[Information given Boundary: Start]

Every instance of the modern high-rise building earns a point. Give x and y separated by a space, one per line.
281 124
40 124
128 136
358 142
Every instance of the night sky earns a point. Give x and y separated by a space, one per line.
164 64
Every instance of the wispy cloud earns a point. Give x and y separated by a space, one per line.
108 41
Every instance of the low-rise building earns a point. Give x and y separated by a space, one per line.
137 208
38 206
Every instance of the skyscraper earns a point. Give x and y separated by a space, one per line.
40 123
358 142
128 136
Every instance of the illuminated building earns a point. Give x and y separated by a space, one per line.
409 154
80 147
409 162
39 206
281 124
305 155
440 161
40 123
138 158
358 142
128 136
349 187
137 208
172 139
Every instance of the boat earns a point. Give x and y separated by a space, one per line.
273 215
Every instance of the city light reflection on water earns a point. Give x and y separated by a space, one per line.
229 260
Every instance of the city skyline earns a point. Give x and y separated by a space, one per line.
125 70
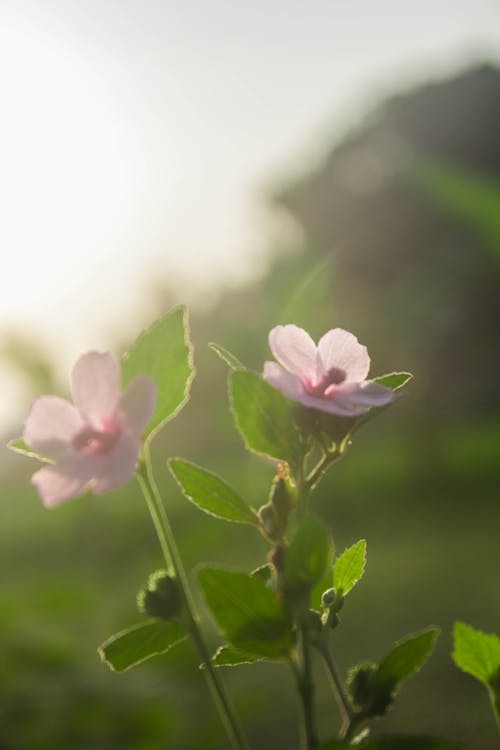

[Information given Boundary: End]

> **Task prompt**: Write the records out exactly once more, leaving off the pictures.

> **Output for this task**:
Every instance of the modern high-rise building earns a point. Give x and y separated by a space, one per line.
281 124
40 124
128 136
358 142
Every instance of the night sky earns a point. Give x and y separated by a space, one per line.
164 64
Every instance of the wispy cloud earns a point. Give x and y separated by a space, one per line.
108 41
Every instance of the low-rise building earns a point. Give x and y separated by a space, one per line.
137 208
38 206
Every instance of the skyscraper earns a point. Give x and y separated by a space, one per line.
40 123
358 142
128 136
Every instance of the illuminated building earns a point. Give x and y separated by a space, one per line.
409 154
80 147
409 162
39 206
281 124
305 155
440 161
40 123
138 158
358 142
128 136
349 187
137 208
172 139
Every instance of the boat earns a point. Give x and y separated by a space, one per line.
273 215
Every instance of the city light reflection on water earns a point. Give x and y separated by a space, one per line.
229 260
Every instance of the city skyline earns a point. Give x and y separated by a space, one per line.
125 70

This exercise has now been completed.